(Directives):
1. Return the passage of the webinar announcement that begins at the words "Join us each" and stops after the words "Theories (November 6)", copied word for word.
2. According to the webinar announcement, how many hours of Continuing Professional Development Credit is each webinar approved for?

Climate Accountability Litigation by Governments Against Fossil Fuel Companies: Exploring the Options
Centre for the Law and the Environment Assistant
Oct 19, 2020
Registration for the 'Climate Accountability Litigation by Governments Against Fossil Fuel Companies: Exploring the Options' webinar series is now open!
Join us each week in November to learn about various aspects of climate accountability regarding the climate damages caused by fossil fuel companies. Each webinar will be held as a panelist discussion with several experts in the field, with opportunities for the audience to ask questions.
This webinar series is a joint initiative between the Centre for Law and the Environment (CLE) of the UBC Allard School of Law, University of Victoria Faculty of Law, Thompson Rivers University Faculty of Law, and West Coast Environmental Law.
Each webinar is approved for two hours of Continuing Professional Development Credit
If you missed this series or would like to watch it again, the recordings for each webinar can be found below:
Crossing the Threshold: Challenges, Opportunities and Legal Theories (November 6)

(Data extract):
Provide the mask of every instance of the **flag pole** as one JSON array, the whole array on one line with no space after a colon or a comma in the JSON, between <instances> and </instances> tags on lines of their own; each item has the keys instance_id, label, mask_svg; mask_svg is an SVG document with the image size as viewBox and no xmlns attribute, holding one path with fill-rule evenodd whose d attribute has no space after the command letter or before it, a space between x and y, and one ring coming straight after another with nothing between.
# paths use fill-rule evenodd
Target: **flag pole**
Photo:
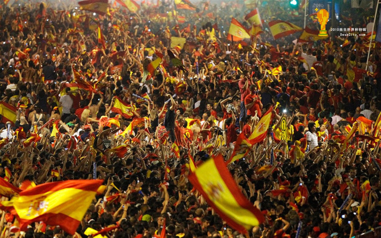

(Final results):
1.
Join us each week in November to learn about various aspects of climate accountability regarding the climate damages caused by fossil fuel companies. Each webinar will be held as a panelist discussion with several experts in the field, with opportunities for the audience to ask questions.
This webinar series is a joint initiative between the Centre for Law and the Environment (CLE) of the UBC Allard School of Law, University of Victoria Faculty of Law, Thompson Rivers University Faculty of Law, and West Coast Environmental Law.
Each webinar is approved for two hours of Continuing Professional Development Credit
If you missed this series or would like to watch it again, the recordings for each webinar can be found below:
Crossing the Threshold: Challenges, Opportunities and Legal Theories (November 6)

2. Two hours.